▶ **Problem description**:
Update the lines from the one containing "[segment] broad green leaf" through the one containing "POLYGON ((55 48, 39", inclusive, so that "Outlines" becomes "Shapes" and nothing else changes.

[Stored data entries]
## START

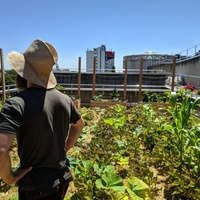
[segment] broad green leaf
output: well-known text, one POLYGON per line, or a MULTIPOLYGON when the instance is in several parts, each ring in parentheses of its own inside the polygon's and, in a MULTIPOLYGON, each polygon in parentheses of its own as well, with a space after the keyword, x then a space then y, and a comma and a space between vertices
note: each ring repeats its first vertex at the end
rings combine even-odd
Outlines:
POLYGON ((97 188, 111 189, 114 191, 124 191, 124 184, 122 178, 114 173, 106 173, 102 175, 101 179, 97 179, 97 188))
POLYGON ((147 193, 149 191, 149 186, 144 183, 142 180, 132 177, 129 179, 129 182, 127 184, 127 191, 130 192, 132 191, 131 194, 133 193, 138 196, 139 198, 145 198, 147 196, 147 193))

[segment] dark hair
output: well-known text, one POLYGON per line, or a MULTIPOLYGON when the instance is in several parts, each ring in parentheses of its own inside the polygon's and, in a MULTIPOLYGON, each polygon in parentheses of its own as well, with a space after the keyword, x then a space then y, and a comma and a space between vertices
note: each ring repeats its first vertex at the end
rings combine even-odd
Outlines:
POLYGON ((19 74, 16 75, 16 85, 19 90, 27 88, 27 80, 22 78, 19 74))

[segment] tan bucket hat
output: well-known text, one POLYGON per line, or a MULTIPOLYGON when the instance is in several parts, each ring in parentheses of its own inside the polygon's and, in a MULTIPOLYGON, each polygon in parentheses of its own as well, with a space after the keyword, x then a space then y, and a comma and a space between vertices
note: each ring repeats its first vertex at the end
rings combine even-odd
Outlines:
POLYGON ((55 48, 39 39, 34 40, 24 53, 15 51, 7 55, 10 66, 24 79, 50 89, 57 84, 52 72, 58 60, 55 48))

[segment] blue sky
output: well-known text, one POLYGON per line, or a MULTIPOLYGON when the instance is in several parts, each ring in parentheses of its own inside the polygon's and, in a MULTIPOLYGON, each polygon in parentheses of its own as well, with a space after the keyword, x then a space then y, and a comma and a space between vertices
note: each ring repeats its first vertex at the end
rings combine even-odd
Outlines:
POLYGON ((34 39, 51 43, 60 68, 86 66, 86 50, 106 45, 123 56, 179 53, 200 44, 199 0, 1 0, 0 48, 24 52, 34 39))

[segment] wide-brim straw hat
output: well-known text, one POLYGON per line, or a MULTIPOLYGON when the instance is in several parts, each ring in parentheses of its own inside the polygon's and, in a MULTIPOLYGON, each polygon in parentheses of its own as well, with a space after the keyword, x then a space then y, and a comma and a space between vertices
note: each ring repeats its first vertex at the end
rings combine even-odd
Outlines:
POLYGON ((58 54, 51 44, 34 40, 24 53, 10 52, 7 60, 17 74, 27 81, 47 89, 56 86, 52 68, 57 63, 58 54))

## END
## START

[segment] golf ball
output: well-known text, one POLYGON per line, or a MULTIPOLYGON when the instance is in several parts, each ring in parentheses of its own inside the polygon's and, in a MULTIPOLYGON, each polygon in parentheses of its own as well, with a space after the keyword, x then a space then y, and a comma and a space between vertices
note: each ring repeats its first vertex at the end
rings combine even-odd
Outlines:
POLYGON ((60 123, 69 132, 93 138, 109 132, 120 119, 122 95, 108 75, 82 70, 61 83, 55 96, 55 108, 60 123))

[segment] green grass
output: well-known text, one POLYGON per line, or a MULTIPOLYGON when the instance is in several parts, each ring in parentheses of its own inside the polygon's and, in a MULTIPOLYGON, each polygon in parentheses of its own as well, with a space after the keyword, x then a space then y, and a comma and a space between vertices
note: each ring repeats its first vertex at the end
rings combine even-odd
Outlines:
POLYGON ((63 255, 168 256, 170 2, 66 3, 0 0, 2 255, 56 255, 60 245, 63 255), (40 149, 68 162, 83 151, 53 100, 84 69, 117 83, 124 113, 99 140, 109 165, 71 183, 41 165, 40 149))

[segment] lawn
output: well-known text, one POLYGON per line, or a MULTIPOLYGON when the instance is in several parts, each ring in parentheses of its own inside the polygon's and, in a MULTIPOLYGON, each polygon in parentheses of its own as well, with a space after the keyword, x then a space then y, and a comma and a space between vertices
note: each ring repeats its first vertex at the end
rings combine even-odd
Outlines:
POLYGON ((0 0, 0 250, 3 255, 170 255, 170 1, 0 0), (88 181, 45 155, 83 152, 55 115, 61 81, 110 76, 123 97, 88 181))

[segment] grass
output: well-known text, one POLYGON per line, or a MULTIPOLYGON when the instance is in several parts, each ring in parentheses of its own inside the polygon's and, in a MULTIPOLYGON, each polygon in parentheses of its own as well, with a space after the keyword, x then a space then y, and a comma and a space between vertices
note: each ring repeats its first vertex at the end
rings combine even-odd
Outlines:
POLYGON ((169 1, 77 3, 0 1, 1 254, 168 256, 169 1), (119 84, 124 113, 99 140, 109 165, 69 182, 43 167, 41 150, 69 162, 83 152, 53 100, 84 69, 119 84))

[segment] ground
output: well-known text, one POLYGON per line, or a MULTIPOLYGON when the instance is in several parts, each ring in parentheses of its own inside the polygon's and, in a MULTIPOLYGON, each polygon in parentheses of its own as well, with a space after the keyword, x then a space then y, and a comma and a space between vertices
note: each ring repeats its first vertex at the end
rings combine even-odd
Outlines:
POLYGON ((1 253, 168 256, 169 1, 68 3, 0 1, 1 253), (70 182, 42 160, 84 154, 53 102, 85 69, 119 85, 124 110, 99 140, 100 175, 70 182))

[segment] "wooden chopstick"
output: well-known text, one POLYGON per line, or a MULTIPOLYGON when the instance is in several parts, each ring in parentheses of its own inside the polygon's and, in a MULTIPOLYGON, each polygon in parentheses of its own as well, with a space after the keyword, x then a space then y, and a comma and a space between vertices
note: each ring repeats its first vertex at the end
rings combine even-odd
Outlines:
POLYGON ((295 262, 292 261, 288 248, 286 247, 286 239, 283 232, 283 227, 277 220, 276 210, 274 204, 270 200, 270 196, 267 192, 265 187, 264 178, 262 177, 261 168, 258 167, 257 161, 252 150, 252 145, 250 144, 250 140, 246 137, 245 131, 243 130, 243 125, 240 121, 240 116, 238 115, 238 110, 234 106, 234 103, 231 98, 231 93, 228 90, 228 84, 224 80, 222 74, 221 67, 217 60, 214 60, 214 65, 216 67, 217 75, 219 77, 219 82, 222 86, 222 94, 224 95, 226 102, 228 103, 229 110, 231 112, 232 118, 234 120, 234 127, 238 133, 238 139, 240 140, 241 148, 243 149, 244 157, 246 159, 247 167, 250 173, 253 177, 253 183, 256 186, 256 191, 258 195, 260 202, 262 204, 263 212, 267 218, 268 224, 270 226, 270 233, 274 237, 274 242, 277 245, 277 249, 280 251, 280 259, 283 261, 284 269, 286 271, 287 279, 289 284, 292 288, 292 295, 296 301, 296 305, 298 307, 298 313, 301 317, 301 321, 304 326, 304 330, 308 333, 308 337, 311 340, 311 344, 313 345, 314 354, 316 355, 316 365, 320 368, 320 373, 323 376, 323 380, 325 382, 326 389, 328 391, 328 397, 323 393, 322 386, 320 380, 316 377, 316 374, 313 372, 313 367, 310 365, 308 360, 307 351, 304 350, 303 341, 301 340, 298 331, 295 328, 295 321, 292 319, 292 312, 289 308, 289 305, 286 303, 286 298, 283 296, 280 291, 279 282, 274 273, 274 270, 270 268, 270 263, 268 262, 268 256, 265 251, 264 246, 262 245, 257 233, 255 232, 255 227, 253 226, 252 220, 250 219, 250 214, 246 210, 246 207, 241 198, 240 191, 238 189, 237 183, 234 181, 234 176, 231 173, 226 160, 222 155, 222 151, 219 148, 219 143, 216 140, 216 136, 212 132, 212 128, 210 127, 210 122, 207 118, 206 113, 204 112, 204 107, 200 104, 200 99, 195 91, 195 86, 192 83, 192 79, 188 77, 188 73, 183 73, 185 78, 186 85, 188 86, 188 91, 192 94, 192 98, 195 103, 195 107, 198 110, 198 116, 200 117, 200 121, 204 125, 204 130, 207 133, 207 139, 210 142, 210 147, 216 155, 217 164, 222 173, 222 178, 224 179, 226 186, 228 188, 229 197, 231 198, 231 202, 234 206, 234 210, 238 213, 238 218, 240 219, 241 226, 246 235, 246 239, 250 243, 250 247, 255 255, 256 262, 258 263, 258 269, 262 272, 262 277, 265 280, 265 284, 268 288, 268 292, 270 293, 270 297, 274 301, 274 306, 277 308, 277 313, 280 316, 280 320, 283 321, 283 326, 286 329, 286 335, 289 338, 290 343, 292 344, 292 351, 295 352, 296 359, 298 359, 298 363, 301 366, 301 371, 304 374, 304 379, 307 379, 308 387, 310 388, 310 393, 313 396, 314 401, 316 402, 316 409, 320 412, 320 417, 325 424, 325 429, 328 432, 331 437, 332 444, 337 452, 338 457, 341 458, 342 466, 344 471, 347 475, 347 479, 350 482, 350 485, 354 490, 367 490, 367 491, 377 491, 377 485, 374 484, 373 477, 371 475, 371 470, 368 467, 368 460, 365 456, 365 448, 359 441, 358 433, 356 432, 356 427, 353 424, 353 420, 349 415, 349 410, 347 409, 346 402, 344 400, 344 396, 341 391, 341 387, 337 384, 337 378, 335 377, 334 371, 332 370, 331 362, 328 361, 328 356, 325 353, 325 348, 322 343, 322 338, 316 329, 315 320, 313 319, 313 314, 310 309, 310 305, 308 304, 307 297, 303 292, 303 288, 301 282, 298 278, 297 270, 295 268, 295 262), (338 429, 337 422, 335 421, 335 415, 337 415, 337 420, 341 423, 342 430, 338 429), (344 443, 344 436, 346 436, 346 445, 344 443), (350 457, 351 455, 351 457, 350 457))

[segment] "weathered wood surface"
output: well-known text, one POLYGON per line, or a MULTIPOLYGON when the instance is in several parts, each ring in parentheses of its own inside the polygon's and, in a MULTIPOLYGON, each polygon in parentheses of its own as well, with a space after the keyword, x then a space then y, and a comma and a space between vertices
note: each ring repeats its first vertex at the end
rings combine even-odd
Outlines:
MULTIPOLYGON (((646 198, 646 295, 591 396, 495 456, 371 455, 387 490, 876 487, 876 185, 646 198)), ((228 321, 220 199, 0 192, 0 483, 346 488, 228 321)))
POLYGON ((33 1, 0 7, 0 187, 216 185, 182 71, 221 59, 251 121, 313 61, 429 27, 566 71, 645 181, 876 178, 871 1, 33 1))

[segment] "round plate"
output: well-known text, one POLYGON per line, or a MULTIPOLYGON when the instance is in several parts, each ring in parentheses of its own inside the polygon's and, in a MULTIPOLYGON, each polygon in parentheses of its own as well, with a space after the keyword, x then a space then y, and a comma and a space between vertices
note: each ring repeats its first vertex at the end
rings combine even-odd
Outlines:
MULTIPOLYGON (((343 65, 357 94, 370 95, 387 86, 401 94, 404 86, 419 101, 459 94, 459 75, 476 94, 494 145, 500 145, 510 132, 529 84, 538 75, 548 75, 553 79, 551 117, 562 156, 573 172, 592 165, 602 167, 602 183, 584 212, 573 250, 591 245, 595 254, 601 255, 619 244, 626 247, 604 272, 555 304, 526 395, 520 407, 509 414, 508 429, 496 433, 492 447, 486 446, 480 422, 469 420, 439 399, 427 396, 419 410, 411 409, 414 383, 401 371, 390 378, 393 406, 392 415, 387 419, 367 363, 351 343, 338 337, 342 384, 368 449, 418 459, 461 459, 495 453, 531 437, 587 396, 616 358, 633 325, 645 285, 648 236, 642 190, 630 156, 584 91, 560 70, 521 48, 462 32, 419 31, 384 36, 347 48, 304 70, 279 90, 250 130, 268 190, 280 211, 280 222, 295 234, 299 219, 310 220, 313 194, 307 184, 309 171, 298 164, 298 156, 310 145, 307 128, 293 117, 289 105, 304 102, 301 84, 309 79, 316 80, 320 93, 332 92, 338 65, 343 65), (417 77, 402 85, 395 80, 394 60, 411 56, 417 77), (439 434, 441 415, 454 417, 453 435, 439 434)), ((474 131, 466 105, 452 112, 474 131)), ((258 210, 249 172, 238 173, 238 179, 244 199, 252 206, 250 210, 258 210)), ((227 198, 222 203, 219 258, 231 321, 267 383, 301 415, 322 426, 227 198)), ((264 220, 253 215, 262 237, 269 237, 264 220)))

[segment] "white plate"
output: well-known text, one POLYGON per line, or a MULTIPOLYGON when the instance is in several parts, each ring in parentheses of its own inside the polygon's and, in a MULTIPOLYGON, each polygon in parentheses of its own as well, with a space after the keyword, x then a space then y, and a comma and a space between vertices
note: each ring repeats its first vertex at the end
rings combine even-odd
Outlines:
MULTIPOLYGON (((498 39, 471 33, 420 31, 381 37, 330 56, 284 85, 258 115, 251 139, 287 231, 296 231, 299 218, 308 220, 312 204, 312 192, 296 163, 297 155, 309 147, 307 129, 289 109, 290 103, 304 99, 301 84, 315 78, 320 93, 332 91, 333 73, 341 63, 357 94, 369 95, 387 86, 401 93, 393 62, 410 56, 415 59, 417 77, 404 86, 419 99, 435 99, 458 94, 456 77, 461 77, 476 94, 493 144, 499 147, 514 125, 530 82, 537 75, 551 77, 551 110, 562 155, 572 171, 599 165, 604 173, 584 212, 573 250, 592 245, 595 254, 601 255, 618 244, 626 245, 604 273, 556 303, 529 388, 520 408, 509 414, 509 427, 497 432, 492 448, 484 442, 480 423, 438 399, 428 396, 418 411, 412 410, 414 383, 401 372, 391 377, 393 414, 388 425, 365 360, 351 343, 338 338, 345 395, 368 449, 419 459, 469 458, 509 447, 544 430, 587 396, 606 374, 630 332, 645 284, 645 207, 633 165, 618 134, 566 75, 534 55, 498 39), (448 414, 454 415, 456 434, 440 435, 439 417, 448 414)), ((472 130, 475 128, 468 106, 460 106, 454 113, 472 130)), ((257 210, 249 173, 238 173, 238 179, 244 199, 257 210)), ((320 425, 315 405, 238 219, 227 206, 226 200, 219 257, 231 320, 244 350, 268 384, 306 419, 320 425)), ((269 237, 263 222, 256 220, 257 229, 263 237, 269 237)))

## END
## START

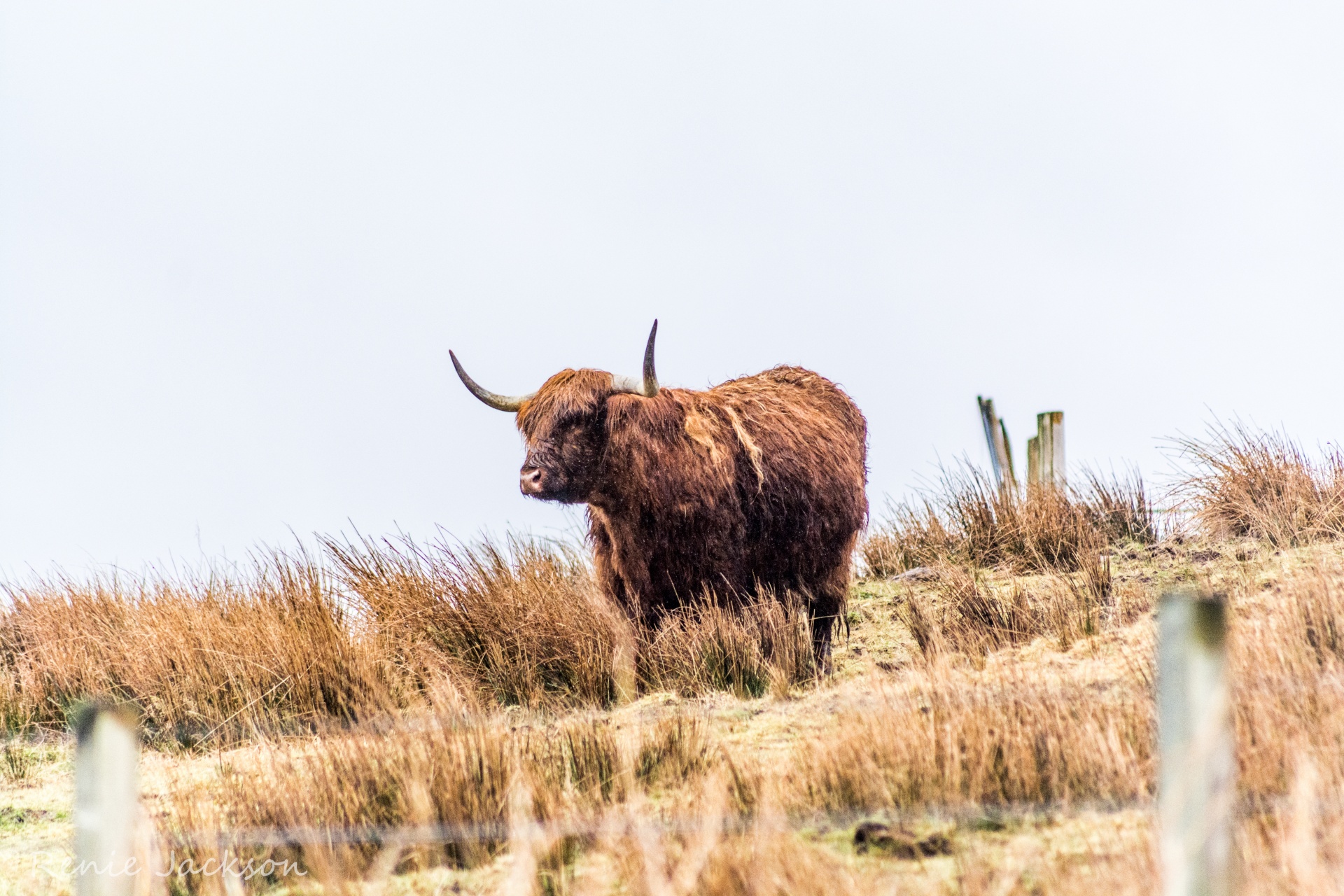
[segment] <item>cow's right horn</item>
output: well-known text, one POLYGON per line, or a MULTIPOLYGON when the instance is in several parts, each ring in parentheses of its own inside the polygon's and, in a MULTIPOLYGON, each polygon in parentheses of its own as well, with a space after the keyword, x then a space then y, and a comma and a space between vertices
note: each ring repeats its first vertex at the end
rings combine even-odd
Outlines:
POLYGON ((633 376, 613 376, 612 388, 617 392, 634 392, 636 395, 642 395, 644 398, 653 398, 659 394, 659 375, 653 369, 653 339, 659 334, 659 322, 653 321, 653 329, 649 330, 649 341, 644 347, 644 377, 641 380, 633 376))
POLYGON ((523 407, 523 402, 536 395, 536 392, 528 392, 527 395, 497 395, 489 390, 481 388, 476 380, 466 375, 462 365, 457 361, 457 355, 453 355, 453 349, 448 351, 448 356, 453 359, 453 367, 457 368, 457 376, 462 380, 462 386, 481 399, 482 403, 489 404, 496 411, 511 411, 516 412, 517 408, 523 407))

## END

▶ **The result**:
[segment] broad green leaf
output: well-known text, one POLYGON per line, or a MULTIPOLYGON when the instance is in several parts, each ring in parentheses of its own inside the polygon's and, in a MULTIPOLYGON, each polygon in parentheses of its own as well, with a space after the keyword, x then a space then y, and a comma and a space between vertices
note: each ring repeats its first vertex at the end
rings combine even-odd
Shapes:
POLYGON ((97 188, 111 189, 114 191, 124 191, 124 184, 122 178, 114 173, 106 173, 102 175, 101 179, 97 179, 97 188))
POLYGON ((147 193, 149 191, 149 186, 144 183, 142 180, 132 177, 129 179, 129 182, 127 184, 127 191, 130 192, 132 191, 131 194, 133 193, 138 196, 139 198, 145 198, 147 196, 147 193))

[segment] dark hair
output: well-known text, one POLYGON per line, or a MULTIPOLYGON when the instance is in several parts, each ring in parentheses of its own inside the polygon's and, in a MULTIPOLYGON, each polygon in parentheses of its own as well, with a space after the keyword, x then a space then y, and a comma and a space between vertices
note: each ring repeats its first vertex at the end
rings combine even-odd
Shapes:
POLYGON ((19 74, 16 75, 16 85, 19 90, 27 88, 27 80, 22 78, 19 74))

[segment] tan bucket hat
output: well-known text, one POLYGON per line, or a MULTIPOLYGON when the instance is in several parts, each ring in parentheses of its own inside the polygon's and, in a MULTIPOLYGON, each polygon in parentheses of its own as well, with a space after the keyword, x then a space then y, and a comma and a space between vertices
note: each ring repeats its first vertex at the end
rings combine even-odd
Shapes:
POLYGON ((55 48, 39 39, 34 40, 24 53, 15 51, 7 55, 10 66, 24 79, 50 89, 57 84, 52 72, 58 60, 55 48))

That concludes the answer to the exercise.